(Dataset excerpts)

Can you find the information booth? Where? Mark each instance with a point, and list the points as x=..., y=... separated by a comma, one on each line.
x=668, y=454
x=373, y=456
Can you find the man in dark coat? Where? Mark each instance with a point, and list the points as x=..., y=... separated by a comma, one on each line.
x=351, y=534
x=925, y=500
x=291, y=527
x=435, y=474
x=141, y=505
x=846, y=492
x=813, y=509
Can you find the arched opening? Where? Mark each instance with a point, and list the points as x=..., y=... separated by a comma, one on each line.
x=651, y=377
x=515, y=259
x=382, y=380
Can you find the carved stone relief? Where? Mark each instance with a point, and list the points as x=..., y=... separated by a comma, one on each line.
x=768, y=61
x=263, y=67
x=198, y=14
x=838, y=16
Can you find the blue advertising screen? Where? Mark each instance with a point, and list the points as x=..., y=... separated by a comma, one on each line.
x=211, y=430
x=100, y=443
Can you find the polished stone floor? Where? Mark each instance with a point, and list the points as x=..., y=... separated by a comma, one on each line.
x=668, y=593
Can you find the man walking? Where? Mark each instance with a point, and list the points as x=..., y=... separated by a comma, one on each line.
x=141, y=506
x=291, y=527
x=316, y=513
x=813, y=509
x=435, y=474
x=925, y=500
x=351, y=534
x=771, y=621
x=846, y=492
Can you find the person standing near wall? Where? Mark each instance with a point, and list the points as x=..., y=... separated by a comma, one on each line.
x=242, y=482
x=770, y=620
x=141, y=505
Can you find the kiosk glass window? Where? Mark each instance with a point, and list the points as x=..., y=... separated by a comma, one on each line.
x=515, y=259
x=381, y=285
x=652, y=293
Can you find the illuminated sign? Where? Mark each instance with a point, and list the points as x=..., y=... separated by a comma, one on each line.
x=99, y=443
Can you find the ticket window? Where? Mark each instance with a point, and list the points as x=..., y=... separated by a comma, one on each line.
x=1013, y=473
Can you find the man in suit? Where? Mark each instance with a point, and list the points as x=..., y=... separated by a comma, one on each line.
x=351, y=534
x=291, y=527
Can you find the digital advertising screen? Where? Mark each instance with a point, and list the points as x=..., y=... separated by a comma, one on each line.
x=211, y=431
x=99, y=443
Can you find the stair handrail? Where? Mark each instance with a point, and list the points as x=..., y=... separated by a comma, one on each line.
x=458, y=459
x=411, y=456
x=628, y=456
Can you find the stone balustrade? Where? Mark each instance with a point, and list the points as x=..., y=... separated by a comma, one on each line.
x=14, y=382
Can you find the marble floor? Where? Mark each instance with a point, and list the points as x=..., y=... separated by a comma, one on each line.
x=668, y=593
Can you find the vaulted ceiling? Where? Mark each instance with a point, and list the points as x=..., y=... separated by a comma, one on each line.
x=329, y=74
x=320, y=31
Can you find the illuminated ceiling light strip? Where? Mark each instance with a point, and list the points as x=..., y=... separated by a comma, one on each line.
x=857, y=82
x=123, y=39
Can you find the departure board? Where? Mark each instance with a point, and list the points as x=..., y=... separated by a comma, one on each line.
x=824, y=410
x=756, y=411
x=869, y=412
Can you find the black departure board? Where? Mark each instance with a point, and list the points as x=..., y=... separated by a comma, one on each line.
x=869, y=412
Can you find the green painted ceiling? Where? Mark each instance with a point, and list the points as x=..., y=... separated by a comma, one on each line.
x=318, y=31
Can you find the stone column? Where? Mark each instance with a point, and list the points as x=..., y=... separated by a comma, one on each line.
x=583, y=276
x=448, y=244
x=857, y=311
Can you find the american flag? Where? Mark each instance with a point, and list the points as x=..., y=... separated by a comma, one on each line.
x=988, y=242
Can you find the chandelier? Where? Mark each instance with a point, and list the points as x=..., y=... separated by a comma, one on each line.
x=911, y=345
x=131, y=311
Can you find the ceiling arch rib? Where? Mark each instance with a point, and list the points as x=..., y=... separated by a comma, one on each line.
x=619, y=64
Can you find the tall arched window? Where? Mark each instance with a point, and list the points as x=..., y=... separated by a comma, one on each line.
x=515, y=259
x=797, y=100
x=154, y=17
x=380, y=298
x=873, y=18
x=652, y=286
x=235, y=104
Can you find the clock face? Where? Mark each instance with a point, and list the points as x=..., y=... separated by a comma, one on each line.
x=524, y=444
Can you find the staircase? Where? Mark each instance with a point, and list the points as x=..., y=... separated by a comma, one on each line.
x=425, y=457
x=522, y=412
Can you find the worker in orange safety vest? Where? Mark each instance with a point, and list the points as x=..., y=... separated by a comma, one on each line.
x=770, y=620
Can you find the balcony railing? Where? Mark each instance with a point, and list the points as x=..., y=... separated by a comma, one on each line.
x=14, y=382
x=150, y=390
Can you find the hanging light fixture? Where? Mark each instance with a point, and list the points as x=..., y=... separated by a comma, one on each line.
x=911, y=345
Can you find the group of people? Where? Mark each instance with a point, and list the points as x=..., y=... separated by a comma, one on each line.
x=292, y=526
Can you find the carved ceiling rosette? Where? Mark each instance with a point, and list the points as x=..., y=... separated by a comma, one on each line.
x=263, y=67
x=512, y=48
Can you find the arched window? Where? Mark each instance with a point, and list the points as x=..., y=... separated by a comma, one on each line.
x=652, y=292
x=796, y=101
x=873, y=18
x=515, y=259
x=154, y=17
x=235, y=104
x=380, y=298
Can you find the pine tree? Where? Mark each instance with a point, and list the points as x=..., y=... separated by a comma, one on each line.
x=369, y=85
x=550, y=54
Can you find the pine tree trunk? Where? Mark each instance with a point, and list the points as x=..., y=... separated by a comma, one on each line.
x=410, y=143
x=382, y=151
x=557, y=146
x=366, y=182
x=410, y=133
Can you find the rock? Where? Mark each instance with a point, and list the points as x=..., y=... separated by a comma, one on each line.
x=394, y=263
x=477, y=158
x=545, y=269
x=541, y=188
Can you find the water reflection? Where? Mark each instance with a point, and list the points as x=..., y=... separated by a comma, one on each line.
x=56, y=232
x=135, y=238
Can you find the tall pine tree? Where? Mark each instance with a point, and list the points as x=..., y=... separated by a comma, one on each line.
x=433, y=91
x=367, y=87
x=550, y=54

What the task requires:
Nothing but an exact transcription of the records is expected.

Task response:
Can you find the information booth? Where? Mark each instance with a point, and list the points as x=..., y=... separated by a comma, one on each line.
x=668, y=454
x=373, y=456
Can you find the man in dark coat? Where? Mark each instance with a point, and list the points as x=..., y=... separated by a comma, one on each line.
x=351, y=534
x=925, y=500
x=291, y=527
x=435, y=474
x=141, y=505
x=846, y=492
x=813, y=509
Can you find the arched opening? Where? Mark each instance with a point, and list the points as x=..., y=... separated by a comma, one on each line.
x=651, y=377
x=515, y=259
x=382, y=380
Can you find the carved stone relief? Where? Mark each instance with a point, and list the points as x=..., y=... separated by a comma, one on each line.
x=768, y=61
x=263, y=67
x=198, y=14
x=838, y=16
Can you find the blue advertising screen? Where? Mark each instance with a point, and list the points as x=..., y=... separated by a comma, one on each line.
x=211, y=430
x=100, y=443
Can you find the polished stone floor? Where? Mark each instance with a point, and list the points as x=..., y=... separated by a comma, one on each line.
x=668, y=593
Can you find the man walking? Where? Mark each instance with a point, and list the points as x=..., y=... separated by a comma, one on each line.
x=141, y=506
x=291, y=527
x=316, y=513
x=813, y=509
x=435, y=474
x=925, y=500
x=351, y=534
x=771, y=621
x=846, y=492
Can you find the person standing near wall? Where? Mark each instance with a point, and list the points as x=..., y=... separated by a comma, one on each line.
x=242, y=482
x=770, y=620
x=141, y=505
Can you find the kiosk glass window? Where? Mark each instance with a point, and list the points as x=..., y=... separated by a comma, one on each line.
x=515, y=259
x=381, y=285
x=652, y=293
Can you find the illuminated sign? Where? Mark each instance with a point, and list the points as x=..., y=... separated by a comma, one on each line.
x=99, y=443
Can you find the ticket window? Where? Mark each instance with a point, and list the points as x=..., y=... separated by a comma, one on each line.
x=1013, y=473
Can you find the man in suit? Where? Mark each instance with a point, and list the points as x=..., y=... separated by a comma, one on each line.
x=351, y=534
x=291, y=527
Can you find the digital advertising screen? Where? Mark each instance with a point, and list the points as x=..., y=... separated by a comma, one on each line.
x=211, y=431
x=99, y=443
Can you find the stair handrail? Where? Mark each instance with a point, and list the points as x=..., y=... separated by a comma, one on each line.
x=458, y=459
x=411, y=456
x=628, y=456
Can you find the stone balustrade? Where? Mark each instance with a point, and list the points as x=..., y=... separated by a comma, one on each line.
x=14, y=382
Can you find the marble floor? Where? Mark each instance with a point, and list the points as x=..., y=... separated by a comma, one on each line.
x=668, y=593
Can you find the vaulted ceiling? Where? Mark each instance with a point, and list the points as x=..., y=... separated by a comma, one on each line.
x=329, y=74
x=320, y=31
Can you find the illuminated ceiling light strip? Where? Mark each instance with a point, and list the points as x=..., y=... separated by a comma, one on each line.
x=857, y=82
x=123, y=39
Can you find the departure board? Where? Mark each instance with a point, and list the points as x=..., y=... separated by a comma, one on each line.
x=824, y=410
x=756, y=411
x=869, y=412
Can you find the black departure board? Where? Mark each instance with a point, and list the points as x=..., y=... separated by a comma, one on each line.
x=869, y=412
Can you find the green painted ceiling? Where? Mark each instance with a point, and list the points as x=..., y=... separated by a comma, one on each line.
x=318, y=31
Can you find the stone column? Where? Mark each instance with a point, and list the points as x=..., y=... separated by a comma, one on each line.
x=583, y=276
x=448, y=244
x=857, y=311
Can you find the american flag? Where? Mark each instance with a point, and list the points as x=..., y=... separated by a comma, one on each line.
x=988, y=242
Can you find the chandelier? Where? Mark each instance with a point, and list the points as x=..., y=... separated by a comma, one on each line.
x=911, y=345
x=131, y=311
Can you find the ceiling arch rib? Where? Mark each instance with a point, and list the points as x=..., y=... separated by a comma, one on each line.
x=619, y=64
Can you find the tall arched window? Where? Mark each instance with a point, and list the points as x=..., y=... separated by a comma, one on each line.
x=515, y=259
x=797, y=100
x=154, y=17
x=380, y=298
x=873, y=18
x=652, y=286
x=235, y=104
Can you find the clock face? Where? Mark each instance with a point, and list the points as x=..., y=... separated by a comma, one on each line.
x=524, y=444
Can you find the staircase? Where? Mark each instance with a point, and list the points as x=..., y=... separated by a comma, one on each line.
x=425, y=457
x=522, y=412
Can you find the worker in orange safety vest? Where? Mark each instance with a point, and list the points as x=..., y=... separated by a comma, one on each line.
x=770, y=620
Can you find the balcony railing? Where? Mark each instance with a point, and list the points as x=..., y=... separated by a comma, one on each line.
x=14, y=382
x=150, y=390
Can you find the hanging light fixture? Where? Mark each instance with a point, and list the points as x=..., y=... separated by a comma, one on each line.
x=911, y=345
Can you find the group of people? Where? Mark each instance with a point, and list the points as x=..., y=... separated by a comma, one on each line.
x=292, y=526
Can you find the carved ceiling rosette? Where? Mark each instance with a point, and list the points as x=..., y=... separated by a comma, one on each line.
x=263, y=67
x=512, y=48
Can you find the arched window? Where? Mark each instance with a point, and list the points as x=..., y=... separated by a comma, one on each line.
x=652, y=292
x=796, y=101
x=873, y=18
x=515, y=259
x=154, y=17
x=235, y=104
x=380, y=298
Can you find the pine tree? Where? Mark each instance with a point, and list the points as x=..., y=... separated by a comma, one on each line.
x=369, y=85
x=550, y=54
Can you find the pine tree trunk? Where? Mark each instance with a point, and list the points as x=..., y=... separated by a comma, one on each line.
x=410, y=143
x=382, y=151
x=557, y=146
x=366, y=182
x=410, y=133
Can you find the rock? Where? Mark each instance with a point, and list the points as x=..., y=... separated by a comma, one on each line.
x=394, y=263
x=477, y=158
x=545, y=269
x=541, y=188
Can you find the water reflection? Where? Mark each instance with a point, and list the points as x=..., y=... separated by a comma, one on each line.
x=56, y=232
x=135, y=238
Can you find the tall pine tree? Where? Mark each instance with a point, and list the points as x=..., y=... separated by a comma, one on each line.
x=433, y=91
x=367, y=87
x=550, y=54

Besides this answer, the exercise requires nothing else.